*PROBLEM STATEMENT:*
Check each of the following statements against the article about the BBC zoo diet film, answering yes or no and quoting the article's deciding words. (a) The volunteers in the film were between 36 and 49 years old. (b) The volunteers camped at the zoo for three weeks. (c) The group's cholesterol levels dropped by 23%.

The BBC produced a fascinating segment that aired throughout Britain and “would fit right into our educational curriculum at the Pritikin Longevity Center,” smiles Dr. Jay Kenney, Nutrition Research Specialist.
It was the story of nine men and women who set up camp for 12 days in tents at a British zoo and ate the diet, lots of high-fiber fruit and veggies and some fish, that our ape-like ancestors most likely consumed. Yes, the real Paleo diet.
As you learned at the Pritikin Longevity Center, the film shows how quickly and dramatically our health can improve when we eat the foods our bodies are biologically designed to eat.
21st century diet
The Brits in the BBC film, ages 36 to 49, looked fairly healthy, but their 21st century diet, high in salt- and saturated-fat-rich foods like scones and Shepherd pies, “could be killing them,” reported the BBC. They all had dangerously high blood pressure and cholesterol levels.
“Can turning back the clock and eating like our nearest relatives, the apes, reverse the negative effects of our modern-day diet?” the reporters asked, noting that for hundreds of thousands of years our human ancestors ate primarily fruits, nuts, seeds, vegetables, and, in most cases, limited amounts of lean wild animal meat or fish.
Our digestive systems evolved, in effect, on food very different from our current-day diet of sugar, salt, fat, and refined flours. And since our new diet is very very new in evolutionary terms, just a century old, our bodies haven’t had any chance to adapt to it.
What we have, then, is “a mismatch between what we ate as we evolved and the food we eat now,” and the sad result is “many of our modern health problems,” scientists told the BBC.
But we also have, as the segment colorfully portrays, the ability to get well real fast. After just 12 days of eating a lot of fruit and veggies (11 pounds daily), very little salt (the equivalent of one olive), and some nuts and seafood, the entire group brought their blood pressure down to normal. Cholesterol levels fell 23%, and the volunteers shed on average nearly 10 pounds.

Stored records
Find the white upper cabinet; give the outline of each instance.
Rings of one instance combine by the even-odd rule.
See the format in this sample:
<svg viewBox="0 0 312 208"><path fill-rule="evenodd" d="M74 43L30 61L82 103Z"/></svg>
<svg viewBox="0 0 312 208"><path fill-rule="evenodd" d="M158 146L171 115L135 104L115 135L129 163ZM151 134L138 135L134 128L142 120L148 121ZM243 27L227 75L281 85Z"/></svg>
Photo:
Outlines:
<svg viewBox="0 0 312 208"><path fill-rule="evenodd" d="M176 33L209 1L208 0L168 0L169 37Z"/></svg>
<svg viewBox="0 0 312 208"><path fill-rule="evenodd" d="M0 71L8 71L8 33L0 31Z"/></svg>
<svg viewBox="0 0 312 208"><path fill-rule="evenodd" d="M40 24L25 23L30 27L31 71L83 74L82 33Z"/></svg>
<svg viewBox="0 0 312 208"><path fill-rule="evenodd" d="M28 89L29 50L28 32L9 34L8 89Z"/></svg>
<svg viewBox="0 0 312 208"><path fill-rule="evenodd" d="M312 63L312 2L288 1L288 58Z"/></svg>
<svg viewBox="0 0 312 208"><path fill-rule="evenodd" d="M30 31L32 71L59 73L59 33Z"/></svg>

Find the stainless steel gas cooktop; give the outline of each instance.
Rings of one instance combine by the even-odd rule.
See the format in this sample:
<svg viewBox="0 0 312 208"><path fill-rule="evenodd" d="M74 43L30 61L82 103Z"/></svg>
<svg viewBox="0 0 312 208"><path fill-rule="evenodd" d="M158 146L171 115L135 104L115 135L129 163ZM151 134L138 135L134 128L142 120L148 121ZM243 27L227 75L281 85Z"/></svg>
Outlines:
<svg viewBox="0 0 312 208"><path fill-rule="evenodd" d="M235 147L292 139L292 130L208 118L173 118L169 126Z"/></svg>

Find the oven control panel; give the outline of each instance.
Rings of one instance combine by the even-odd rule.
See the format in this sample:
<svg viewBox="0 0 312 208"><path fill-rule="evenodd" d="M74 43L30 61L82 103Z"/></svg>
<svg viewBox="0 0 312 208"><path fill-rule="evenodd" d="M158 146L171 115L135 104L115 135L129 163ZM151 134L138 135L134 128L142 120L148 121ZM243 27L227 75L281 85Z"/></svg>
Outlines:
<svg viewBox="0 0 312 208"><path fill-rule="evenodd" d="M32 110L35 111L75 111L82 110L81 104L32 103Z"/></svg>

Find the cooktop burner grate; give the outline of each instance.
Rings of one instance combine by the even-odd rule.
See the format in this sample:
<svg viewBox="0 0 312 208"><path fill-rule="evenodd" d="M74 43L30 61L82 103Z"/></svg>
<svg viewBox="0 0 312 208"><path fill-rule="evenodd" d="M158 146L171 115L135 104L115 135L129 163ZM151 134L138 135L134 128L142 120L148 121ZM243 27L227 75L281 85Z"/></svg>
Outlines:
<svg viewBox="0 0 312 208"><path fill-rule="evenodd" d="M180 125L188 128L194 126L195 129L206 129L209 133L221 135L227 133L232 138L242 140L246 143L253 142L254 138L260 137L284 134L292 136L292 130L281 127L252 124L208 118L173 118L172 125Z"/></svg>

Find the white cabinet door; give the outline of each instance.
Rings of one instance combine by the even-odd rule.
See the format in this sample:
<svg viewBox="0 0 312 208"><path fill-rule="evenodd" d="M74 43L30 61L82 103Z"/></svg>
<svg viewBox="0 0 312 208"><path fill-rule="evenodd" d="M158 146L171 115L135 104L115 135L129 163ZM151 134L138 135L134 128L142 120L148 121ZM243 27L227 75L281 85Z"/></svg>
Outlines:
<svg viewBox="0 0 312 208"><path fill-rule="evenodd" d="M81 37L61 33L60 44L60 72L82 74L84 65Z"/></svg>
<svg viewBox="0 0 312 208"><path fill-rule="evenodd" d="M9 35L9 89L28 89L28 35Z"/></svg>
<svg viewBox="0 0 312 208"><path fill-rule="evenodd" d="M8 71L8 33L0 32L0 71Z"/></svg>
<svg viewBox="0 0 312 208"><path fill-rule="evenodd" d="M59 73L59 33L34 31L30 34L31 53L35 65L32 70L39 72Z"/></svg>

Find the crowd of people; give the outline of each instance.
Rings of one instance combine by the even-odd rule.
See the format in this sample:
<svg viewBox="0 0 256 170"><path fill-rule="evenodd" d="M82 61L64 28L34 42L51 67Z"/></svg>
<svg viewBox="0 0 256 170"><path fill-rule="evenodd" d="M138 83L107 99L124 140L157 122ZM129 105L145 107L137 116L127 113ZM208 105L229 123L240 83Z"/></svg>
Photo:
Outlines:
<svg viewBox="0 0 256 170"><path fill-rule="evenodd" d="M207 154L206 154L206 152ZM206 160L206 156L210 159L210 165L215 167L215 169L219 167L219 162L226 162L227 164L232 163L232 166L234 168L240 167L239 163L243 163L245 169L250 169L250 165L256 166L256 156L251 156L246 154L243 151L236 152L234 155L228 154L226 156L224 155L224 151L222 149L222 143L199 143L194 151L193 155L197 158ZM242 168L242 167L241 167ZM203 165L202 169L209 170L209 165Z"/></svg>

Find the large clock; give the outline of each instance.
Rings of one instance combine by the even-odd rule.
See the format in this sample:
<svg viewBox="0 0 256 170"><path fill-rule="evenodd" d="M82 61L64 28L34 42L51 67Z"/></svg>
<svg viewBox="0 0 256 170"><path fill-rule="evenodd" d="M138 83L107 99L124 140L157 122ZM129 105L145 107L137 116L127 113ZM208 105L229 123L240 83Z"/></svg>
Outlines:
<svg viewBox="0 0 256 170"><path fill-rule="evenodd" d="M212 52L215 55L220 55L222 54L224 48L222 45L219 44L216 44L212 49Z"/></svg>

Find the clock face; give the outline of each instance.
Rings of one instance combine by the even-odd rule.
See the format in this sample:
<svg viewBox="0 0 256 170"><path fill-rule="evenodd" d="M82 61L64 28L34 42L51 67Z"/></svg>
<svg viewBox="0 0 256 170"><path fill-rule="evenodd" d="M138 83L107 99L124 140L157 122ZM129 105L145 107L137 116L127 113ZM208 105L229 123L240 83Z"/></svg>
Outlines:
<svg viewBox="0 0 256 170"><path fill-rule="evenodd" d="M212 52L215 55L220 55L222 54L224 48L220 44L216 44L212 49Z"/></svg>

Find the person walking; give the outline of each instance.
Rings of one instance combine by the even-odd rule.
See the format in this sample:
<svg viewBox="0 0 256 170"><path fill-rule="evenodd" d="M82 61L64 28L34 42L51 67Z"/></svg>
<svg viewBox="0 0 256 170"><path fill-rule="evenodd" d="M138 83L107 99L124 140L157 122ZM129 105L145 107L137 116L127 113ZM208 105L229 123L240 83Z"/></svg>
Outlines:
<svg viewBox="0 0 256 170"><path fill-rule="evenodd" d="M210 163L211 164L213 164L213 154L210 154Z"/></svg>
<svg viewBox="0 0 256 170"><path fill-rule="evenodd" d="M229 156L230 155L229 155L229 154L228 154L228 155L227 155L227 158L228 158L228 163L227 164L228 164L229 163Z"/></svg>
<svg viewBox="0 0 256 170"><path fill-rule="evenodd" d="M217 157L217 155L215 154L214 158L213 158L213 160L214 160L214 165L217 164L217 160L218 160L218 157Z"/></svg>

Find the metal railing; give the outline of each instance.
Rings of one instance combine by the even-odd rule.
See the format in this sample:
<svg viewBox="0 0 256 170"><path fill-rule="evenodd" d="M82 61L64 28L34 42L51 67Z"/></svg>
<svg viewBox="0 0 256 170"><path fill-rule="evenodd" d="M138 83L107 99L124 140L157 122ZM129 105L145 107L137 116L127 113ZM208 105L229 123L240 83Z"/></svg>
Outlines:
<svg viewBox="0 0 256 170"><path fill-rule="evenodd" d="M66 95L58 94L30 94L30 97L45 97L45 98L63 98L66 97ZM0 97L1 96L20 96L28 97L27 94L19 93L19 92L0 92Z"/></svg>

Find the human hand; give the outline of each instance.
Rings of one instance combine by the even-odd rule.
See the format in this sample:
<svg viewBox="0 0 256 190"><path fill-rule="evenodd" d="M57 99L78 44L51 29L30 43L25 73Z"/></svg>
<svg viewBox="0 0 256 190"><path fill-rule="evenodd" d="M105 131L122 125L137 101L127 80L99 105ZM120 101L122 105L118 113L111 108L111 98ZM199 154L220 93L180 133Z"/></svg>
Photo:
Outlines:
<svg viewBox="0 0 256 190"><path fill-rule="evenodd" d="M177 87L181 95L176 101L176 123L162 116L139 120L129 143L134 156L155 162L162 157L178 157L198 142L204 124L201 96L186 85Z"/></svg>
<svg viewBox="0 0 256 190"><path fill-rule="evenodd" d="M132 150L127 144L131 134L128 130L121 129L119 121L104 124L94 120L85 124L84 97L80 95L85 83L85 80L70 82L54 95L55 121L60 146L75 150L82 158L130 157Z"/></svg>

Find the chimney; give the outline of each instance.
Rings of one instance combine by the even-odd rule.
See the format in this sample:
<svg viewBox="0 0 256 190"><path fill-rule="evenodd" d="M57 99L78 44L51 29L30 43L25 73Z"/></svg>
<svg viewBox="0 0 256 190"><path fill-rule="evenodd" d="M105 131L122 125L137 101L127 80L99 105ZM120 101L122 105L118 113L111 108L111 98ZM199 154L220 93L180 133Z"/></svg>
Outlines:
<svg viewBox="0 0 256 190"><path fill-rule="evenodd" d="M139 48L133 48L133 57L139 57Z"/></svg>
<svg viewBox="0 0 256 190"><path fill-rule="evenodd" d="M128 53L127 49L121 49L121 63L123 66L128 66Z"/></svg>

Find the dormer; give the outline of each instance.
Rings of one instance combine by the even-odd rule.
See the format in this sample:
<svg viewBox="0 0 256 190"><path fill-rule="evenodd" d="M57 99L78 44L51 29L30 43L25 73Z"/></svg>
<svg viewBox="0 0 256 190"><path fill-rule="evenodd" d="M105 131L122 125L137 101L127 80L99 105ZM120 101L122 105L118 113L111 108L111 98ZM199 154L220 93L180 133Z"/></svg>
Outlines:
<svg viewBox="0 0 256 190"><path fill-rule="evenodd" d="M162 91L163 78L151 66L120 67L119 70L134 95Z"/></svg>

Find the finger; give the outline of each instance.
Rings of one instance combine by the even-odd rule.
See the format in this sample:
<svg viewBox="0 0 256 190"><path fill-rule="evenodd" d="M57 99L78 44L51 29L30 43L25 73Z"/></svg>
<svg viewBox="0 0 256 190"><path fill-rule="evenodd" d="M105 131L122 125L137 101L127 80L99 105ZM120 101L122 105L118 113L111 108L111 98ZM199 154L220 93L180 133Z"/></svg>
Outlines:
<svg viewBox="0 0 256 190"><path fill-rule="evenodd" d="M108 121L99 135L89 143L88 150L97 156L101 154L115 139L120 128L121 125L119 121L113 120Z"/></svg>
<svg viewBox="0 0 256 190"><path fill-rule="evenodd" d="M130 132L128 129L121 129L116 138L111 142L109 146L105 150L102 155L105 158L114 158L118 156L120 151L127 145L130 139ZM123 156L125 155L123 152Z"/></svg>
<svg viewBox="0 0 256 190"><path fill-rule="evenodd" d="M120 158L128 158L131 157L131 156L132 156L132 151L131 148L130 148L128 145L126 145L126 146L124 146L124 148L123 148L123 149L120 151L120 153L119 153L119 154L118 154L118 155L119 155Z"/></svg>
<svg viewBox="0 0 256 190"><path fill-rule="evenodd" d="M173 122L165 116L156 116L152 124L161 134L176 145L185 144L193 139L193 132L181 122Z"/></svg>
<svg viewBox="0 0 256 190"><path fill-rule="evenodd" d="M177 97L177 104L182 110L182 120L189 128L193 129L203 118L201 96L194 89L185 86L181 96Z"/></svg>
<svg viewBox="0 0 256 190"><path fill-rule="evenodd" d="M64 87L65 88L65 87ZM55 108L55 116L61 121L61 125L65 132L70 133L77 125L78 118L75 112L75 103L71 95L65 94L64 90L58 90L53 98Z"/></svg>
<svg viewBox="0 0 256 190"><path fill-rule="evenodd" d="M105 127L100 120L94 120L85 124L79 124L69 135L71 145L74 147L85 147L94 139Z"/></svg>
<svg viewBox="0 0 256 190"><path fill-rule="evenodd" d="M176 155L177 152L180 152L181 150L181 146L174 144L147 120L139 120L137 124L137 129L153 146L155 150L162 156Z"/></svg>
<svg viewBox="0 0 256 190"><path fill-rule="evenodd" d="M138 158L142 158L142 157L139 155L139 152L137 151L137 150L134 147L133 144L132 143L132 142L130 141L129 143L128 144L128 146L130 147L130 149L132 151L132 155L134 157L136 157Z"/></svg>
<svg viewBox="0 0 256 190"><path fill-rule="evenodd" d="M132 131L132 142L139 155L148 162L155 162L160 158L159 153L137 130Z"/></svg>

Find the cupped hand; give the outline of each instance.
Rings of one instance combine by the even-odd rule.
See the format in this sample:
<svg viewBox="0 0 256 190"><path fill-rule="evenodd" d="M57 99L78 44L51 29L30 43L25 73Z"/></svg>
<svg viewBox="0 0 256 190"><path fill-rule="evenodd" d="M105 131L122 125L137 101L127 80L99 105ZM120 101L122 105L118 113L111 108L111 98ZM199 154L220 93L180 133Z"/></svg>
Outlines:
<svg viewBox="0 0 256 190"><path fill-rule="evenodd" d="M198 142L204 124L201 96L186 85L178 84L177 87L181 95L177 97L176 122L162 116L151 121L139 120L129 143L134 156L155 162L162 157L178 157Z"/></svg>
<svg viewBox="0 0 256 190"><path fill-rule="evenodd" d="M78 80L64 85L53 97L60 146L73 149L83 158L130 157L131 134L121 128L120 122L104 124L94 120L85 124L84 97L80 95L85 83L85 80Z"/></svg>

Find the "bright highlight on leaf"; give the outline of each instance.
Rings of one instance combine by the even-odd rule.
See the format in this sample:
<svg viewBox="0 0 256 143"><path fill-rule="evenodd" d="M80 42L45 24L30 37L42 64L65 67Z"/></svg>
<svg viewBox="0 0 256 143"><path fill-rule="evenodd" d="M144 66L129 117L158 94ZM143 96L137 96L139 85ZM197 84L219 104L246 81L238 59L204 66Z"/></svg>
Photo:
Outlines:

*EXERCISE OUTPUT:*
(a) Yes: "ages 36 to 49"
(b) No: "set up camp for 12 days in tents at a British zoo"
(c) Yes: "Cholesterol levels fell 23%"